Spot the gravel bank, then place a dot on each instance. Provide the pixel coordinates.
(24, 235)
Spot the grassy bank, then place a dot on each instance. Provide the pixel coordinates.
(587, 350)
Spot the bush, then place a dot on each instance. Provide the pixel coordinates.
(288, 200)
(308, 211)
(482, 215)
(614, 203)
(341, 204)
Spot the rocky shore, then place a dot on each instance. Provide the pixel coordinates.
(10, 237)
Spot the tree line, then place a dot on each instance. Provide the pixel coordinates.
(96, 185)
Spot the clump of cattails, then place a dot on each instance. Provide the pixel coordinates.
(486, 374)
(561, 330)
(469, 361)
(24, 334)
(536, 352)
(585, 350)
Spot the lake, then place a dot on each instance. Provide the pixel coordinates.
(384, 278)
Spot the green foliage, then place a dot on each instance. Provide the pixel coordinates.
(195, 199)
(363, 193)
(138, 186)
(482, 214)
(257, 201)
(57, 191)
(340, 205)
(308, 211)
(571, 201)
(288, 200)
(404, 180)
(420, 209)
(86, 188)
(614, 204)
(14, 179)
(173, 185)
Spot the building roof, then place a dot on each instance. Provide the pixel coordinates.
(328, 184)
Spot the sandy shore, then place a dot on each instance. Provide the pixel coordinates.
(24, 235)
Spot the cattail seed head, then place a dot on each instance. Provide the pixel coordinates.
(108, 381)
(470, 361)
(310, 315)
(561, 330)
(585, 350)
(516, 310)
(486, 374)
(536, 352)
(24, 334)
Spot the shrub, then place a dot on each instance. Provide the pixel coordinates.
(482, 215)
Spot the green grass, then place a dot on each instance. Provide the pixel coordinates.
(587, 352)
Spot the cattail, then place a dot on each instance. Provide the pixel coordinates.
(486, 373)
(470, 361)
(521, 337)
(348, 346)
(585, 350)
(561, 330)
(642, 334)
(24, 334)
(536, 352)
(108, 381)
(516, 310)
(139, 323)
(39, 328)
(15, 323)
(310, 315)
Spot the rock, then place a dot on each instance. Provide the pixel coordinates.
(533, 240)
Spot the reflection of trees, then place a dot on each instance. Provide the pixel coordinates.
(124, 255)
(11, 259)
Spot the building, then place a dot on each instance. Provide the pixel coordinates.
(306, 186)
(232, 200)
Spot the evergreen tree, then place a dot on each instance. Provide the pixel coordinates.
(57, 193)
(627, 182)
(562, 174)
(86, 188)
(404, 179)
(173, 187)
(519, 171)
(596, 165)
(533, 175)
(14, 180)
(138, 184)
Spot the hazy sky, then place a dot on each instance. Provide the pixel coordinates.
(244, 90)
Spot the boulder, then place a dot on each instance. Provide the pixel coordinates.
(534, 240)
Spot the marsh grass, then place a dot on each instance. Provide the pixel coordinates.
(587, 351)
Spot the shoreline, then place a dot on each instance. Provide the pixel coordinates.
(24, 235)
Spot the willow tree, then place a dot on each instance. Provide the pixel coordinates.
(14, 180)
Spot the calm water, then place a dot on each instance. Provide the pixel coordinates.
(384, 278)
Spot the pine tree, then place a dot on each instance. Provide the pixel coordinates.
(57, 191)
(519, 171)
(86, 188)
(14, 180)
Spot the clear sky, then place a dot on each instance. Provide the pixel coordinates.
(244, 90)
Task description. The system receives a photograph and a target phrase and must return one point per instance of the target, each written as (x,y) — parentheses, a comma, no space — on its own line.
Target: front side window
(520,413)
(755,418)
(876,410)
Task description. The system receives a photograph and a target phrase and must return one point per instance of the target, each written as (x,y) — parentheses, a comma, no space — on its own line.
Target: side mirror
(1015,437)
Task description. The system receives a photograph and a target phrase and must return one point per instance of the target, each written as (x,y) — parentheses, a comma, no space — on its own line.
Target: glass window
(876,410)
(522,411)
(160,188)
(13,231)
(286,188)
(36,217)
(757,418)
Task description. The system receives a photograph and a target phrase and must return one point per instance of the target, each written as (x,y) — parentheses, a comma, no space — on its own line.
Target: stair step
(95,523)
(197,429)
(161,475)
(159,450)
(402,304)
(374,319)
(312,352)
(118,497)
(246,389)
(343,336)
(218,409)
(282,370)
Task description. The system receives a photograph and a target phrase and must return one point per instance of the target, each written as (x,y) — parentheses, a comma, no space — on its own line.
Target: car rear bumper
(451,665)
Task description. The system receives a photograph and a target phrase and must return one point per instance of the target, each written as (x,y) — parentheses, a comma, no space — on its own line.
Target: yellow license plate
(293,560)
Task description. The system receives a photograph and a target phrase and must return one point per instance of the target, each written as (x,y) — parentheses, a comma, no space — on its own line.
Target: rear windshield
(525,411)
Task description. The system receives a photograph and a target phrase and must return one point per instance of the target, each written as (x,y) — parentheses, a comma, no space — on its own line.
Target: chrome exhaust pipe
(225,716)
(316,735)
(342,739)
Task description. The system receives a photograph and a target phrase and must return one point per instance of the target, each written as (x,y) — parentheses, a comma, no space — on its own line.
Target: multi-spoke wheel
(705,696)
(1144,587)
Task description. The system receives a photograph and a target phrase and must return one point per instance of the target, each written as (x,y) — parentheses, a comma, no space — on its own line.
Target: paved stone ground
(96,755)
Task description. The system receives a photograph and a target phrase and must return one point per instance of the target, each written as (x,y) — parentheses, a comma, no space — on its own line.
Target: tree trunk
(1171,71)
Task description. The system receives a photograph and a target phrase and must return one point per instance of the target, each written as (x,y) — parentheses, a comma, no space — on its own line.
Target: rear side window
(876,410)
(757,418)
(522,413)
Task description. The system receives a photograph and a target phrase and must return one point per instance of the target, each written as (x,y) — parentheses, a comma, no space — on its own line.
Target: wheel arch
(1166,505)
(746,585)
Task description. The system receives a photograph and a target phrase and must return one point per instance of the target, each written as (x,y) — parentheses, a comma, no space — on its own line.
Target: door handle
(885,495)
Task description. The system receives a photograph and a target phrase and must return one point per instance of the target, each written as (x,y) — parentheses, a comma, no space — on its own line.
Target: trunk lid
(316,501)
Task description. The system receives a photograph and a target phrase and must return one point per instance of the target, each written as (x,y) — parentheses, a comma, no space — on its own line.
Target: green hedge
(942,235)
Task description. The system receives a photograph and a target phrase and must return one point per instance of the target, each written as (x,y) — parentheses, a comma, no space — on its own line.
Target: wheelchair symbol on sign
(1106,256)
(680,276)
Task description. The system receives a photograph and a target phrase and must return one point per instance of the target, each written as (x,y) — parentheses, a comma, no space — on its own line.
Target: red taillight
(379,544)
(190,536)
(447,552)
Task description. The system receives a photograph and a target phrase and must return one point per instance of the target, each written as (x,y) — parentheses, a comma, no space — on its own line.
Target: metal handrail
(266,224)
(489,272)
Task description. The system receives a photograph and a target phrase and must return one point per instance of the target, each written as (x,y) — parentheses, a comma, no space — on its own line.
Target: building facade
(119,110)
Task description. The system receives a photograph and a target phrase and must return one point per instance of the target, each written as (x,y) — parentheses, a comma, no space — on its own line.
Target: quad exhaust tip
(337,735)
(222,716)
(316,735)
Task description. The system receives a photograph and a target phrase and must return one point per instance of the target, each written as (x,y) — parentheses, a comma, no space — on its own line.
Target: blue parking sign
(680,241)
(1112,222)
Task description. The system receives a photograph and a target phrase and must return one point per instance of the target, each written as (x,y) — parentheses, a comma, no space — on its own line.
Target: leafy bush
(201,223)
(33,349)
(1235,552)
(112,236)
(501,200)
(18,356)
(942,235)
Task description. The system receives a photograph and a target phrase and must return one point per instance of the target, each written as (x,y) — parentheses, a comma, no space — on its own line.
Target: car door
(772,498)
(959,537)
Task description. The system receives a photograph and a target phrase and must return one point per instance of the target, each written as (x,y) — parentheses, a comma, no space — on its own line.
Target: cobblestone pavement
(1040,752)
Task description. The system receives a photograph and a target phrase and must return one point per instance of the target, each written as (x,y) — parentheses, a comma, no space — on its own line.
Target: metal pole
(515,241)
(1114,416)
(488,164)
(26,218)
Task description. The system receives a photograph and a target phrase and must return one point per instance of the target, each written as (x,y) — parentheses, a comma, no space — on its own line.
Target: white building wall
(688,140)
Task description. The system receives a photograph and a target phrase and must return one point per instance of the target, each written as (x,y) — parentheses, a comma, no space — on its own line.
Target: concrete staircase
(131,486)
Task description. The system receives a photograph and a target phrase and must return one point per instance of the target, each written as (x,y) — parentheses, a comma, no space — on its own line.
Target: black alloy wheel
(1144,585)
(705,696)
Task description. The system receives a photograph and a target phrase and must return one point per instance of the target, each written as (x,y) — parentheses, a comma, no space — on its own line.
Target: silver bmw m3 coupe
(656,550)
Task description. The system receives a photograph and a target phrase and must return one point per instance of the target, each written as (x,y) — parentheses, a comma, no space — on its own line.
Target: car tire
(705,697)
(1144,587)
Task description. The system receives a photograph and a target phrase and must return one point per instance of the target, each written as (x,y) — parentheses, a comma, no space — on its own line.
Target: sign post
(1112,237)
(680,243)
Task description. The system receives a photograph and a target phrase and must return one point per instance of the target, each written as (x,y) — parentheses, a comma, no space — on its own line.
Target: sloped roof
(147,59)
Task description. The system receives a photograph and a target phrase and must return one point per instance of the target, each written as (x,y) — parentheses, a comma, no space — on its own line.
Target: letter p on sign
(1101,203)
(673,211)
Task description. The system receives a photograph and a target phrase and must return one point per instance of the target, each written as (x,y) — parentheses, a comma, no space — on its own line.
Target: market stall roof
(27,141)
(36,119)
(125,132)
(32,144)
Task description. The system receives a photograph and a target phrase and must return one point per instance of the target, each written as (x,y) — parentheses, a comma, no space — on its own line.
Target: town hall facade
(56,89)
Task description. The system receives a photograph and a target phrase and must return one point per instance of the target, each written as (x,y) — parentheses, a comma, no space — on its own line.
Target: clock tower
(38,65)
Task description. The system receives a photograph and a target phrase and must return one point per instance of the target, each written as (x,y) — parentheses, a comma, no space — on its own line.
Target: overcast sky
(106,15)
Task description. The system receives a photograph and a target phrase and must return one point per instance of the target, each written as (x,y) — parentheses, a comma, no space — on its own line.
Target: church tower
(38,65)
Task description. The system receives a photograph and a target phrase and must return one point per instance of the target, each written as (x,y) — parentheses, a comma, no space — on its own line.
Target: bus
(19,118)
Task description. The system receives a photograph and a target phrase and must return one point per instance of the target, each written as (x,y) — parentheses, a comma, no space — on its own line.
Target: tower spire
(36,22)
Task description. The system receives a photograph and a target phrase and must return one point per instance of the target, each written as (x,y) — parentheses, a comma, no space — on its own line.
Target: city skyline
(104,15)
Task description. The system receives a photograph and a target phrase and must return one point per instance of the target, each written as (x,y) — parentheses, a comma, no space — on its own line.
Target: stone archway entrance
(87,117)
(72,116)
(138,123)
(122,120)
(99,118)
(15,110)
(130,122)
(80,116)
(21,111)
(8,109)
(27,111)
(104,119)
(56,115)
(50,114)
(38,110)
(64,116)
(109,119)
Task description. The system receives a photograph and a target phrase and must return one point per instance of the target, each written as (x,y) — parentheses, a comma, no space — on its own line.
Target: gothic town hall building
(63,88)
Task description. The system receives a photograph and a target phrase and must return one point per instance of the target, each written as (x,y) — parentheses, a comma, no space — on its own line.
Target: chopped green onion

ASSIGNED TASK
Copy, without any change, the lines from the one that contains "Target: city skyline" to the final line of the entries above.

RESULT OF THE TASK
Target: city skyline
(104,15)
Task description. The system receives a photograph and a target phrase and must return one point per instance of the target, each written as (x,y) — parentheses, a comma, no space — on its own line.
Target: stone archway entrance
(87,117)
(72,116)
(138,123)
(122,120)
(99,118)
(15,110)
(130,122)
(80,116)
(21,111)
(8,109)
(27,111)
(104,119)
(56,115)
(50,114)
(38,110)
(64,116)
(109,119)
Task description. The system receives a photograph and a target phrase and must return one point per instance of the target, each written as (x,y) — parentheses, a comma, no space — on its own line.
Target: gothic town hall building
(63,88)
Task description. The system receives a photograph and a target phrase and must return one point per instance of the target, each written as (x,y) — parentheses, a comma, no space — on its own line.
Target: chopped green onion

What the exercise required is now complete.